§ **Set exercise**
Copy the listing exactly, starting with the line containing "query | dark hair" and continuing through the end of the listing, and omit the pictures from your answer.

****************************************

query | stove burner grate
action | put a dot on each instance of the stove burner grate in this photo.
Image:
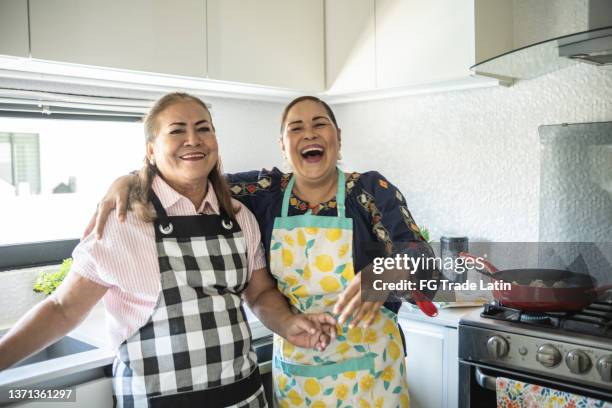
(595, 319)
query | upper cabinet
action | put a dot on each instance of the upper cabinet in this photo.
(277, 43)
(14, 28)
(344, 49)
(437, 40)
(350, 52)
(144, 35)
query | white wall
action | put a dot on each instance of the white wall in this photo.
(468, 162)
(248, 133)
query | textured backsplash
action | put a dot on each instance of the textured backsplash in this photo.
(576, 183)
(468, 162)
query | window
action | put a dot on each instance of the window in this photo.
(54, 171)
(19, 164)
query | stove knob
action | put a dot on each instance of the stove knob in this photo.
(548, 355)
(604, 366)
(497, 347)
(578, 362)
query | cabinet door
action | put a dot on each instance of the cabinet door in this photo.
(349, 45)
(267, 42)
(146, 35)
(425, 364)
(14, 28)
(423, 41)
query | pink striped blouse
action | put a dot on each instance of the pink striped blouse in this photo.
(125, 259)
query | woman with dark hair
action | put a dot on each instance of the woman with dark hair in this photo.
(317, 223)
(173, 276)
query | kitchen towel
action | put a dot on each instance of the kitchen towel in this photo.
(517, 394)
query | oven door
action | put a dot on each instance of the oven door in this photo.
(477, 385)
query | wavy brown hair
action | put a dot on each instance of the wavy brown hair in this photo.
(141, 193)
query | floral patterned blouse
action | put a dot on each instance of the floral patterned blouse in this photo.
(378, 209)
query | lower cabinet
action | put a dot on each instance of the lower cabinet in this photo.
(431, 364)
(92, 394)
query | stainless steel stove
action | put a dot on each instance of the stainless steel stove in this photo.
(566, 352)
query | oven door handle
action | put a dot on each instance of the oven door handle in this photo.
(485, 381)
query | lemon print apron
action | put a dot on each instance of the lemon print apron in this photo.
(311, 258)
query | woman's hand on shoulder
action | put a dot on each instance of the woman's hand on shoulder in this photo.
(116, 198)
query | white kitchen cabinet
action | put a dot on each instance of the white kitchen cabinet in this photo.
(350, 53)
(14, 28)
(431, 364)
(144, 35)
(93, 394)
(274, 42)
(421, 42)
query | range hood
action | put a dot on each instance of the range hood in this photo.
(553, 35)
(594, 47)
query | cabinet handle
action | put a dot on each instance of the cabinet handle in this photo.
(485, 381)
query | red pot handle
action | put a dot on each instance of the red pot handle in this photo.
(488, 265)
(425, 304)
(601, 289)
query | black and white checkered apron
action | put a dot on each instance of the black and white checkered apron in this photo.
(195, 349)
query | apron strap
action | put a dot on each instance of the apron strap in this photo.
(165, 226)
(340, 195)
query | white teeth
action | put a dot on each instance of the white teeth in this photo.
(312, 149)
(192, 156)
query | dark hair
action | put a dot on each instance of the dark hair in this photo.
(294, 102)
(140, 195)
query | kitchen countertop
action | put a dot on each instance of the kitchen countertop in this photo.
(92, 331)
(448, 317)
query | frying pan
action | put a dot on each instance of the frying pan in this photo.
(580, 291)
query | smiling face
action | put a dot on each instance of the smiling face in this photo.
(185, 148)
(310, 141)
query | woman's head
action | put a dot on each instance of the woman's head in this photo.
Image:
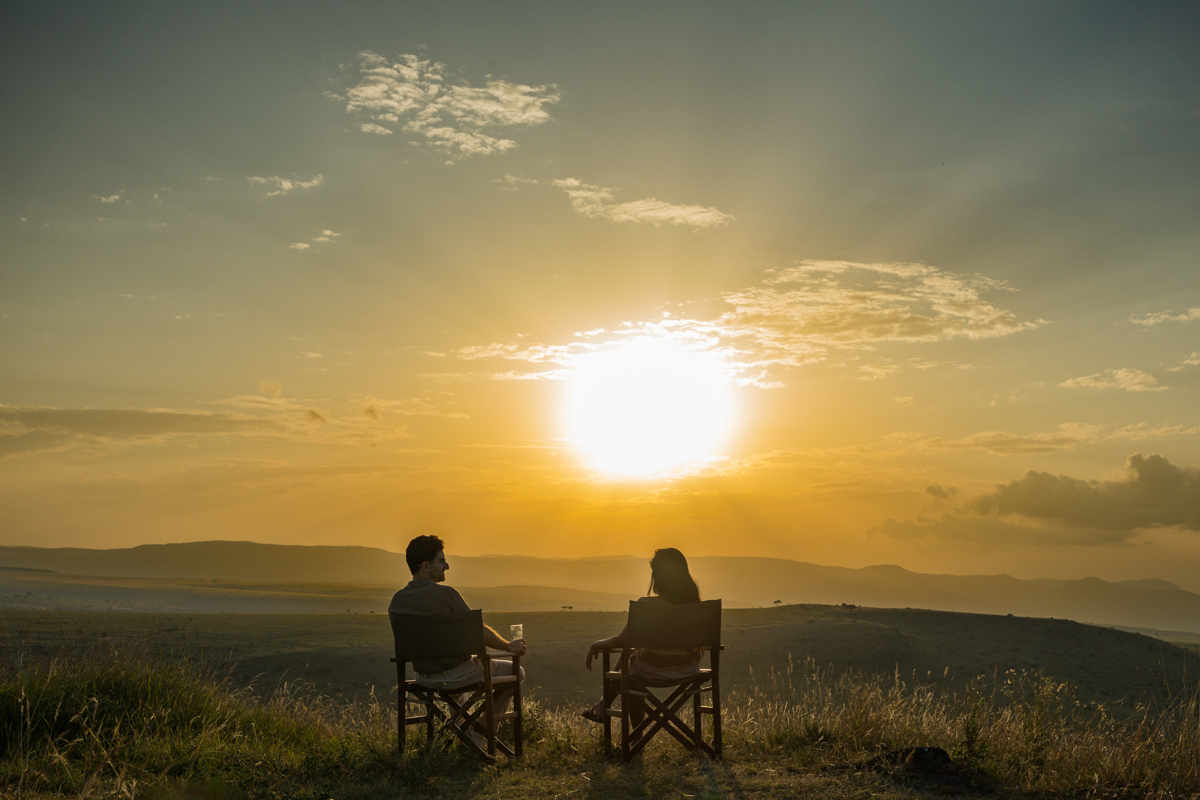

****************************************

§ **Solved problem**
query | dark hair
action | put a dot on each instance of the dark hair in this photo.
(294, 102)
(140, 195)
query | kitchen countertop
action | put a dot on each instance of the kitchen countertop in this photo.
(92, 331)
(448, 317)
query | frying pan
action | put a dot on each instance of the frying pan in this photo.
(580, 291)
query | smiling face
action | put a dot on each instance of the smiling face in this photo.
(185, 148)
(310, 141)
query | woman's head
action | put a dot on each instance of the woman's head in this photo.
Image:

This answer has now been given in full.